- **EXERCISE REQUIREMENTS**:
• 1. In the Hive IMPORT and EXPORT post, what is named as the default file system for Azure HDInsight?
• 2. Please copy the Hive IMPORT and EXPORT post word for word from "In a recent" to "the commands’ functionality.".

- **EXCERPT TO READ**:
Exploring the Hive IMPORT and EXPORT Commands

In a recent post, I mentioned I am working with a customer to migrate from a native Hortonworks (HDP) cluster to Azure HDInsight. As part of this work, I’ve had need to use the Hive IMPORT and EXPORT commands as part of the migration of tables from one cluster to another.

The Hive IMPORT and EXPORT commands aren’t terribly difficult to use, but still, I’ve found their documentation to be a bit sparse, leaving me to figure a few things out by trial and error. In addition, I’ve found that the use of the WASB file system, the default file system for Azure HDInsight, changes some of the commands’ behaviors.

In this post, I’ll document the basics of the commands, assuming the use of the HDFS file system, and then address some of the differences that arise when used with WASB. Be before doing this, I’ll introduce a few tables which I’ll use to illustrate some of the commands’ functionality.

 

The Sample Hive Tables

To illustrate some differences in behavior between managed and external as well as partitioned and unpartitioned tables, I’ll create and populate four simple Hive tables, representing a combination of each of these elements:

CREATE TABLE ManagedUnpartitioned ( column1 STRING ) ROW FORMAT DELIMITED FIELDS TERMINATED BY '\t' STORED AS TEXTFILE LOCATION '/demo/managedunpartitioned/';CREATE TABLE ManagedPartitioned ( column1 STRING ) PARTITIONED BY (partition1 STRING) ROW FORMAT DELIMITED FIELDS TERMINATED BY '\t' STORED AS TEXTFILE LOCATION '/demo/managedpartitioned/';CREATE EXTERNAL TABLE ExternalUnpartitioned ( column1 STRING ) ROW FORMAT DELIMITED FIELDS TERMINATED BY '\t' STORED AS TEXTFILE LOCATION '/demo/externalunpartitioned/';CREATE EXTERNAL TABLE ExternalPartitioned ( column1 STRING ) PARTITIONED BY (partition1 STRING) ROW FORMAT DELIMITED FIELDS TERMINATED BY '\t' STORED AS TEXTFILE LOCATION '/demo/externalpartitioned/';INSERT INTO TABLE ManagedUnpartitioned VALUES ('this is a test'), ('this is also a test');INSERT INTO TABLE ManagedPartitioned PARTITION(partition1='A') VALUES ('this is a test'); INSERT INTO table ManagedPartitioned PARTITION(partition1='B') VALUES ('this is also a test');INSERT INTO TABLE ExternalUnpartitioned VALUES ('this is a test'), ('this is also a test');INSERT INTO TABLE ExternalPartitioned PARTITION(partition1='A') VALUES ('this is a test'); INSERT INTO TABLE ExternalPartitioned PARTITION(partition1='B') VALUES ('this is also a test');

NOTE The code above should be executed as a block. Subsequent code samples include redundant statements that if executed as a block will produce an error. The redundant statements are provided below to illustrate supported variations in command syntax.

- **RAW DATA**:

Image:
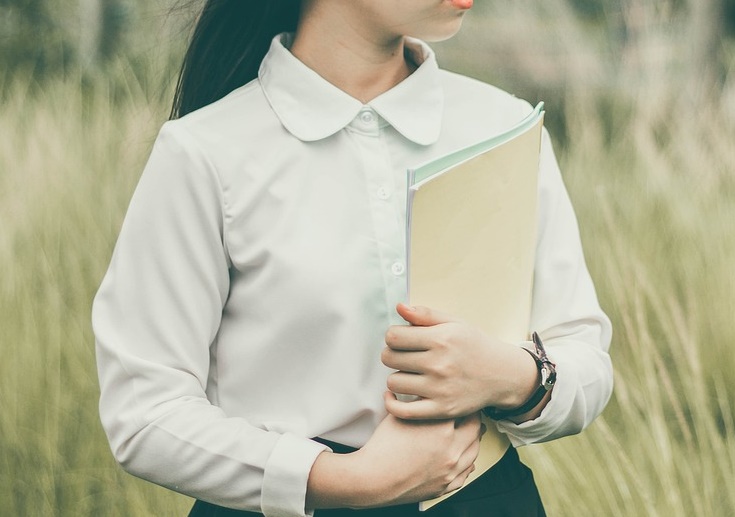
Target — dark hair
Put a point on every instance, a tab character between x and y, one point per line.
230	39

- **PROBLEM SOLUTIONS**:
• 1. WASB

• 2.
In a recent post, I mentioned I am working with a customer to migrate from a native Hortonworks (HDP) cluster to Azure HDInsight. As part of this work, I’ve had need to use the Hive IMPORT and EXPORT commands as part of the migration of tables from one cluster to another.

The Hive IMPORT and EXPORT commands aren’t terribly difficult to use, but still, I’ve found their documentation to be a bit sparse, leaving me to figure a few things out by trial and error. In addition, I’ve found that the use of the WASB file system, the default file system for Azure HDInsight, changes some of the commands’ behaviors.

In this post, I’ll document the basics of the commands, assuming the use of the HDFS file system, and then address some of the differences that arise when used with WASB. Be before doing this, I’ll introduce a few tables which I’ll use to illustrate some of the commands’ functionality.